** BEGIN **

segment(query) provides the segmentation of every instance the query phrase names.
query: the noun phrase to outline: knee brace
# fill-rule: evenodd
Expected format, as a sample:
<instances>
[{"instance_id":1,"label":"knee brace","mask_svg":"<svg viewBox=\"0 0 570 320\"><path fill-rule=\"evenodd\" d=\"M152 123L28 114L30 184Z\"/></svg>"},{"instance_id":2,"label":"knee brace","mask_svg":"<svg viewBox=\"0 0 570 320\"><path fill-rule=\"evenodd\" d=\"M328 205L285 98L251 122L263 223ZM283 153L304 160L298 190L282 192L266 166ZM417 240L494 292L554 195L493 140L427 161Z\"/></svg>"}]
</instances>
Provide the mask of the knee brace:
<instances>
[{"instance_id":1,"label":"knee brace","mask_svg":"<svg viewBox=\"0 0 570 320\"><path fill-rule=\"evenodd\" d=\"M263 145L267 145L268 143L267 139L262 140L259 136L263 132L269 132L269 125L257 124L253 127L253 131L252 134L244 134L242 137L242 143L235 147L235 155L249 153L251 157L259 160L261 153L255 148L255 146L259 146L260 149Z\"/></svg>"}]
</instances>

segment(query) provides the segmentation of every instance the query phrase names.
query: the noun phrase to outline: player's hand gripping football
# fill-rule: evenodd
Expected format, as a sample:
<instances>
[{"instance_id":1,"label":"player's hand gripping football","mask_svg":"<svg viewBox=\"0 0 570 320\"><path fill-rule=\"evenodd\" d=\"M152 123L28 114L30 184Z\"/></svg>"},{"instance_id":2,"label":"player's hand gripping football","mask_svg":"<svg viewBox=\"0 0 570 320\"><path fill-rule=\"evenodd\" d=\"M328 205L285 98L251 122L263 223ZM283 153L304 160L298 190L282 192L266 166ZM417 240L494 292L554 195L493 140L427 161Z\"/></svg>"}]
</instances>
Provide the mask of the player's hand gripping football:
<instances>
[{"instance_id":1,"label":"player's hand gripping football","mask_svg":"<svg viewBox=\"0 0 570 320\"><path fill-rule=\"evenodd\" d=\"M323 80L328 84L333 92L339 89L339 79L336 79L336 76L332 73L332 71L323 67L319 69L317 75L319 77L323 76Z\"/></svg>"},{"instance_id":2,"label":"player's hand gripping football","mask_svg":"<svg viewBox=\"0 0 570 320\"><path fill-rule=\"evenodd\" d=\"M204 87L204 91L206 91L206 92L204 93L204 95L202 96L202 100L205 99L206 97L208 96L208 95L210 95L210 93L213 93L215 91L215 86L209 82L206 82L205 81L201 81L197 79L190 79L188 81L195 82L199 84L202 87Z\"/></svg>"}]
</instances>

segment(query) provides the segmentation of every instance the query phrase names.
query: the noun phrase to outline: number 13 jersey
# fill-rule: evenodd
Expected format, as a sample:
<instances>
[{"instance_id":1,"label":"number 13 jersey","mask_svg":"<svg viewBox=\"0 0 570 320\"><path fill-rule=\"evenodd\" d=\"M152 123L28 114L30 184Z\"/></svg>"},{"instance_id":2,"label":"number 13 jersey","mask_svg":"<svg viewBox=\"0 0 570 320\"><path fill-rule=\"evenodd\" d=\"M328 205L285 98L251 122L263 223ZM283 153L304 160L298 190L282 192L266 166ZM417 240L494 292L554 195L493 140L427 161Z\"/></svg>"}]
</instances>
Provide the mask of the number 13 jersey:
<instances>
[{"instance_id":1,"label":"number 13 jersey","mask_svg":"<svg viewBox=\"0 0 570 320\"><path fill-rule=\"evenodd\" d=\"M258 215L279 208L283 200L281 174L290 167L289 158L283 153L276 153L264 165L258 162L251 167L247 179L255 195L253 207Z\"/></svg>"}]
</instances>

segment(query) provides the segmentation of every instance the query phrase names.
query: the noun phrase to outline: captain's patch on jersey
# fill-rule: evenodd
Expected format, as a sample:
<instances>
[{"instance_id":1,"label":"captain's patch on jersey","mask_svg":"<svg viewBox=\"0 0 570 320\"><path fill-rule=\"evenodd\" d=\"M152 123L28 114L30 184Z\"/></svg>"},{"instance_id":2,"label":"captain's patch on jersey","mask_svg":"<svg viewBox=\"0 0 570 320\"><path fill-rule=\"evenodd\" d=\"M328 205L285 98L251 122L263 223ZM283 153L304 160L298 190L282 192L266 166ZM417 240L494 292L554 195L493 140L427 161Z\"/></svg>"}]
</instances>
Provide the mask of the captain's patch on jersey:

** END **

### Problem details:
Which lines in the records contain the string "patch", with uppercase and lowercase treated as different? Extract each of those lines in full.

### Full solution:
query: the noun phrase to outline: captain's patch on jersey
[{"instance_id":1,"label":"captain's patch on jersey","mask_svg":"<svg viewBox=\"0 0 570 320\"><path fill-rule=\"evenodd\" d=\"M152 123L28 114L30 184Z\"/></svg>"},{"instance_id":2,"label":"captain's patch on jersey","mask_svg":"<svg viewBox=\"0 0 570 320\"><path fill-rule=\"evenodd\" d=\"M328 205L285 98L251 122L263 223ZM283 153L304 160L298 190L282 192L266 166ZM417 240L494 292L554 195L493 140L427 161Z\"/></svg>"}]
Provide the mask of the captain's patch on jersey:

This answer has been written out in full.